■ **REQUEST**:
Please output exactly the run of lines that starts at the line with "of the studio" and ends at the last line of the records below.

■ **TASK INPUTS**:
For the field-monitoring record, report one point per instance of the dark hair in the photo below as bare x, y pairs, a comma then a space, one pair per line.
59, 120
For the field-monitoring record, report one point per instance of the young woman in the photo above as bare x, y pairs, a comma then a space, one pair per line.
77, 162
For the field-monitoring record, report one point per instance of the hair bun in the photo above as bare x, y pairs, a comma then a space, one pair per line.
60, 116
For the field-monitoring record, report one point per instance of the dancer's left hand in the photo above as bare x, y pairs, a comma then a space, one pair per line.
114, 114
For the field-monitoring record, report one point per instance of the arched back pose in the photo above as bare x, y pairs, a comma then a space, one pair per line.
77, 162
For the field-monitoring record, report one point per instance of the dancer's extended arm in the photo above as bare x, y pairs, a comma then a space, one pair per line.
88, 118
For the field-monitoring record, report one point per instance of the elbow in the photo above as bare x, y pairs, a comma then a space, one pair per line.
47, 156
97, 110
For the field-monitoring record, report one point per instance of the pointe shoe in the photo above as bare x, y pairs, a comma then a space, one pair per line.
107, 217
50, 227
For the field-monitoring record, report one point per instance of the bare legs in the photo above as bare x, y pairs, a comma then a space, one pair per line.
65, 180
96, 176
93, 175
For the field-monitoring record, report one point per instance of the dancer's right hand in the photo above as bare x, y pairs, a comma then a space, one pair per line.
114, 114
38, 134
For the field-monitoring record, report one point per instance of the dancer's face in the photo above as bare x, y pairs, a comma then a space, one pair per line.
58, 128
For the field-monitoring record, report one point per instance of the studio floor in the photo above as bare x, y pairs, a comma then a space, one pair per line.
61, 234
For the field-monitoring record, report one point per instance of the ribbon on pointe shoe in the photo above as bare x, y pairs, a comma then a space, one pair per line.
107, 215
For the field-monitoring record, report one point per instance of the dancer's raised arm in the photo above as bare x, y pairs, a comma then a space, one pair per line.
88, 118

■ **EXERCISE RESULT**:
For the field-monitoring record, report one point per instance of the studio floor in the photo above as bare x, y pairs, a comma then a space, one pair per line.
61, 234
For the field-monitoring record, report one point per instance of the ribbon on pointe shoe in the photo above as bare x, y pairs, a comma then a space, one pair per line.
107, 215
For the field-monitoring record, report one point per instance of the dancer's raised arm in the photo above as bare x, y pairs, a comma then a space, one pair per line.
88, 118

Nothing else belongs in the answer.